* [What the exercise asks]
Reproduce the material in the stretch from the line containing "Please identify the boy's hand" through the line containing "Please identify the boy in", substituting "locate" for every occurrence of "identify" and leaving everything else unchanged.

* [Data entries]
◆ ◆ ◆
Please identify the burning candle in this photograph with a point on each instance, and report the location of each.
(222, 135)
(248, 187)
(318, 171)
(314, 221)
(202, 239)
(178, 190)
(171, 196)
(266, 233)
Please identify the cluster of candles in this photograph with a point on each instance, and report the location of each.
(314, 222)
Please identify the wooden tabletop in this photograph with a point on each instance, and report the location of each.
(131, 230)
◆ ◆ ◆
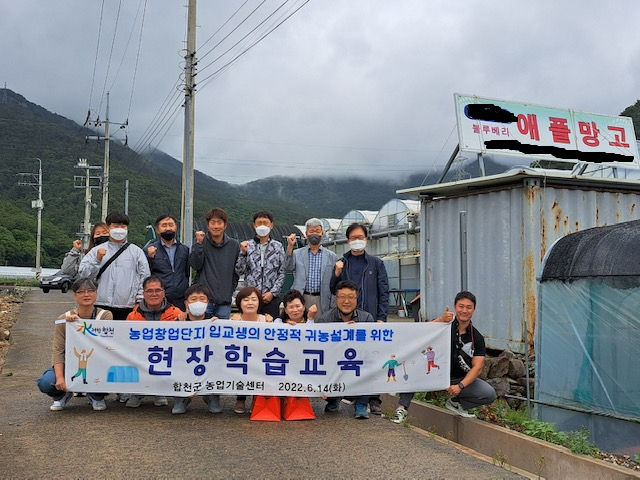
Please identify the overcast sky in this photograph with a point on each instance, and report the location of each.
◆ ◆ ◆
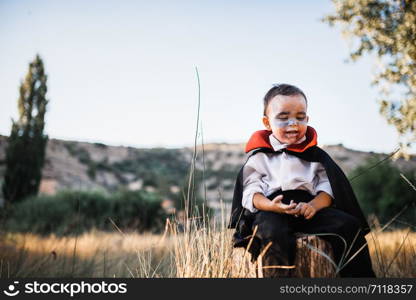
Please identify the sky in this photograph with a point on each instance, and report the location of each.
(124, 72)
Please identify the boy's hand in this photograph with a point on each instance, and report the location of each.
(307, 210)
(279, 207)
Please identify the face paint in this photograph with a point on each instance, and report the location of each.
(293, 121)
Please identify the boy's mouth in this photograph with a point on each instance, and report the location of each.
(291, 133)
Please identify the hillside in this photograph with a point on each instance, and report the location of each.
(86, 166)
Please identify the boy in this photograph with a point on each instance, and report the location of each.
◆ ◆ ◆
* [Exercise response]
Please locate the boy's hand in this photograph with a point on each instance, and report the location of each.
(307, 210)
(279, 207)
Please locate the face paint in this photograph with a point on each instance, and report the location of each.
(293, 121)
Please locate the boy's mouth in this photograph with a point on each instance, and report the location of each.
(291, 133)
Please locate the hillside in this photograph with a point on each instance, and report the location of each.
(86, 166)
Please locate the boy in this photograph with a point on each instance, and report the location of each.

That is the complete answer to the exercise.